Sept. 17, 1838

Classes at Emory College began for 15 students. Nearly two years earlier, the Georgia General Assembly granted the Georgia Methodist Conference a charter to establish a college named for John Emory, a popular bishop who had been killed in a carriage accident.

1852

Work began on a main building, which provided space for a library, auditorium and classes, at Emory's original campus in the town of Oxford. Emory later moved to its current campus in the Druid Hills area of Atlanta.

1888

Warren Akin Candler, an Emory-educated Methodist minister and former assistant editor of the Nashville-based Christian Advocate, became Emory's 10th president. Candler persuaded the state Legislature to admit graduates of Emory's law program to the Georgia Bar.

1899

Warren Candler's brother, Asa Candler, who had purchased the formula for Coca-Cola in 1888 and begun to market the soft drink in 1890, was elected to the Emory Board of Trustees. He became a generous patron of Emory.

1908

A freshman named Robert Winship Woodruff attended Emory College but left before his first term was over, complaining to his father that his eyes ached from studying. Woodruff later became Emory University's most generous benefactor.

1915

On Jan. 25, a DeKalb County judge granted a charter to Emory University. Emory joined the law school, theology school and the pre-clinical program of the medical school at the Druid Hills campus in 1919, the same year the graduate and business administration schools were founded.

1965

A group of young theologians, including Thomas Altizer, an associate professor of Bible and religion at Emory, claimed God is dead in a Time magazine article that led to an international controversy. President Sanford Atwood stood by Altizer in defense of academic freedom.

1979

Emory received about $105 million from the Emily and Ernest Woodruff Fund. This endowment, given by the university's longtime benefactors, Robert W. Woodruff and his brother, George W. Woodruff, was the largest single gift given to an educational institution in the nation's history.

1991

The Emory University System of Health Care was established. The system was incorporated in 1994 and renamed Emory Healthcare in 1995.

1994

A $10 million gift from the Robert W. Woodruff Foundation resulted in a name change for Emory's business school to the Roberto C. Goizueta Business School, honoring Coca-Cola Co.'s CEO. That year, the Carter Center also formalized an agreement to become a separately chartered, independently governed unit of Emory.

1998

The Dalai Lama spoke at the university's commencement. He also signed an agreement to establish an Emory program in Tibetan Buddhist Studies in Dharamsala, India, home of the Tibetan government in exile.

2003

James Wagner, a biomedical engineer and provost of Case-Western Reserve University, was appointed Emory's 19th president.

= GIVEN DATA =

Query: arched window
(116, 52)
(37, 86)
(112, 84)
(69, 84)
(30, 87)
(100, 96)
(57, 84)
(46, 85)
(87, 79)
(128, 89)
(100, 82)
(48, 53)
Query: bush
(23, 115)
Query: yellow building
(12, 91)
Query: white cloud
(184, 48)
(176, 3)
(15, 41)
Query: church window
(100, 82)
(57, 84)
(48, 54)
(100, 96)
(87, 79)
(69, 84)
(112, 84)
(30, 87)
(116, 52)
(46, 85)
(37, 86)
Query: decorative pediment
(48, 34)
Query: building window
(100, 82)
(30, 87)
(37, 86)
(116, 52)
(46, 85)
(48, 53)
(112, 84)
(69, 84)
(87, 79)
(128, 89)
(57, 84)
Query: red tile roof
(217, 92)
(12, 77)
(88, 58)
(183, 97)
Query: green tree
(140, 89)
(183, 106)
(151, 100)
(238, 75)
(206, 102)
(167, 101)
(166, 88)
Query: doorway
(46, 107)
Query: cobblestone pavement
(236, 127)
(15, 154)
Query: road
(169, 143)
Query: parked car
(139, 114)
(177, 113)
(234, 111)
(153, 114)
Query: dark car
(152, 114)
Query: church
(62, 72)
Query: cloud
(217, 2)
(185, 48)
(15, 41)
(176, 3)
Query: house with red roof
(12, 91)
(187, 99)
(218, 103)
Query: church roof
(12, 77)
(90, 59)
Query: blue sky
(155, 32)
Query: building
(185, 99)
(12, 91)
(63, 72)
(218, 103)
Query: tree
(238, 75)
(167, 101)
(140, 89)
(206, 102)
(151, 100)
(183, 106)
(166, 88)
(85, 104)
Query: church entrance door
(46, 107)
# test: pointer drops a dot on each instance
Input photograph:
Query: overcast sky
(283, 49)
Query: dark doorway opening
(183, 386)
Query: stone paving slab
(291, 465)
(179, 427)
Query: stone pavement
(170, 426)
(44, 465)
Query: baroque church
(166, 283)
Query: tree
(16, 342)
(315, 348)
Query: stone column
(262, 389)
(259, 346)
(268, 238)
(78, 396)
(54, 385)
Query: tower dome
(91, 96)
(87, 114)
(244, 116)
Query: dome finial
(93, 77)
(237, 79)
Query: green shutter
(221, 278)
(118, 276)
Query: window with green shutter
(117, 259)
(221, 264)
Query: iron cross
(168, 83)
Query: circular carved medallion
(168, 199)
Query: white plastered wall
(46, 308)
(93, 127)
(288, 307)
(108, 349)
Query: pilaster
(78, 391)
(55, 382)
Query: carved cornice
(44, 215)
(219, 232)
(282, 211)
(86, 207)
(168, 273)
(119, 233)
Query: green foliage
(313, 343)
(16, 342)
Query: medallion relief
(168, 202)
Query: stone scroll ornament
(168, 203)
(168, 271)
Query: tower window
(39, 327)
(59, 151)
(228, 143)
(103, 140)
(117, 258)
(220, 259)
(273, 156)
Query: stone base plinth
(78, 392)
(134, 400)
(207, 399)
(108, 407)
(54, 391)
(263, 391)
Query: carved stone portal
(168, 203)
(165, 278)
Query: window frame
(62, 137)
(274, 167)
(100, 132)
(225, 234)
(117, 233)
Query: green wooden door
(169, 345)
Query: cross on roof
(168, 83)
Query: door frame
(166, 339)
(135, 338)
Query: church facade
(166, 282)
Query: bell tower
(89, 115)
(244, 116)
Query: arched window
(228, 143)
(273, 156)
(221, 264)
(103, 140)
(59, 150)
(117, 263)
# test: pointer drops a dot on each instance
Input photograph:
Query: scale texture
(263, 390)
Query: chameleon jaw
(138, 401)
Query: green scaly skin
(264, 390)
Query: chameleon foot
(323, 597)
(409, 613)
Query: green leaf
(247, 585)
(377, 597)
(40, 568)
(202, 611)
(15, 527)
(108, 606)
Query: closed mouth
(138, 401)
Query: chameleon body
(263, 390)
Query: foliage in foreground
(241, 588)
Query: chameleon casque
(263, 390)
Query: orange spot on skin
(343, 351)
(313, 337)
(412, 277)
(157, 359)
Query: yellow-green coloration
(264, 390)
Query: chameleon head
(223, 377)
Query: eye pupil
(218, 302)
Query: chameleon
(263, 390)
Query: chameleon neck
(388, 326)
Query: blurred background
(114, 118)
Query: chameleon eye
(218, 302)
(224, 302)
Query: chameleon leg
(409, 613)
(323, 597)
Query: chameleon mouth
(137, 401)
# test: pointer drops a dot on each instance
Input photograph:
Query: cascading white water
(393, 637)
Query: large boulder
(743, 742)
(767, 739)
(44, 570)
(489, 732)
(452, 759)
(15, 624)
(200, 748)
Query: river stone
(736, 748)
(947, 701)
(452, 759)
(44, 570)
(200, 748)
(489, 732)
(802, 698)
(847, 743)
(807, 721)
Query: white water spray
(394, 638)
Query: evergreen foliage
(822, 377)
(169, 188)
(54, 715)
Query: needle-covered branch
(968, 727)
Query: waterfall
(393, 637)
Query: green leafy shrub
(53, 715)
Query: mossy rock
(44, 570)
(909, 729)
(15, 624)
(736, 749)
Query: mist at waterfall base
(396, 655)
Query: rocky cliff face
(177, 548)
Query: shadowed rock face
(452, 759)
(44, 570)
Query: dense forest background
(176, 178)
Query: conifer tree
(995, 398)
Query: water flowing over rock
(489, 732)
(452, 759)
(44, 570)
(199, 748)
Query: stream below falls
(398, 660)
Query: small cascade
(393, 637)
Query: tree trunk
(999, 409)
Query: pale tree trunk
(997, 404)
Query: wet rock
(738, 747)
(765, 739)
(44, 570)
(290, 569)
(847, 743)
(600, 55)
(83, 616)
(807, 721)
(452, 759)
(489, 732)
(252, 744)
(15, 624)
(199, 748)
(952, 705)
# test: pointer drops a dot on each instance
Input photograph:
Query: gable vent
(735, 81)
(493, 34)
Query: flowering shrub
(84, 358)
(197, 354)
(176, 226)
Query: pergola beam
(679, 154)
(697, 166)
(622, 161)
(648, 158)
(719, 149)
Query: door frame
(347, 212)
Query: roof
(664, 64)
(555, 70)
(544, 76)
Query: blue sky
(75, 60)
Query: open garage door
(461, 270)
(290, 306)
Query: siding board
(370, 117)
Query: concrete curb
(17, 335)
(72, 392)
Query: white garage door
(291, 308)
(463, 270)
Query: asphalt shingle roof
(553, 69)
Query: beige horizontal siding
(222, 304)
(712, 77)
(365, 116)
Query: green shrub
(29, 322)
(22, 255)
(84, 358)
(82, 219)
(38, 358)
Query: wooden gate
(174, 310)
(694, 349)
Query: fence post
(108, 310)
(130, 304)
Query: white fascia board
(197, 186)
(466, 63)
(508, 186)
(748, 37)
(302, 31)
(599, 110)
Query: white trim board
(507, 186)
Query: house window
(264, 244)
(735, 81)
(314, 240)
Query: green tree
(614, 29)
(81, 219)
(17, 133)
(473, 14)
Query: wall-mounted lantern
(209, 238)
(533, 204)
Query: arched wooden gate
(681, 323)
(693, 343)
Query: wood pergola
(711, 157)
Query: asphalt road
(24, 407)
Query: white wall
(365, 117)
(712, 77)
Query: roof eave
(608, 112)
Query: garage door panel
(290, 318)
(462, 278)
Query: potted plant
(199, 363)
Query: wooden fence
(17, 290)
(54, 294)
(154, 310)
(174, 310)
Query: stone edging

= COMPLETE THE FOLLOWING =
**1)** Using the Emory University timeline, decide whether each statement agrees with it. Answer yes or no, and quote the words that decide it.
(a) Emory College began classes with 15 students.
(b) Robert Winship Woodruff completed his first term at Emory College.
(c) The Emory University System of Health Care was renamed Emory Healthcare in 1994.
**2)** According to the Emory University timeline, in what town was Emory's original campus?

= TASK-BY-TASK SOLUTIONS =
**1)**
(a) Yes: "Classes at Emory College began for 15 students."
(b) No: "left before his first term was over"
(c) No: "The system was incorporated in 1994 and renamed Emory Healthcare in 1995."

**2)** Oxford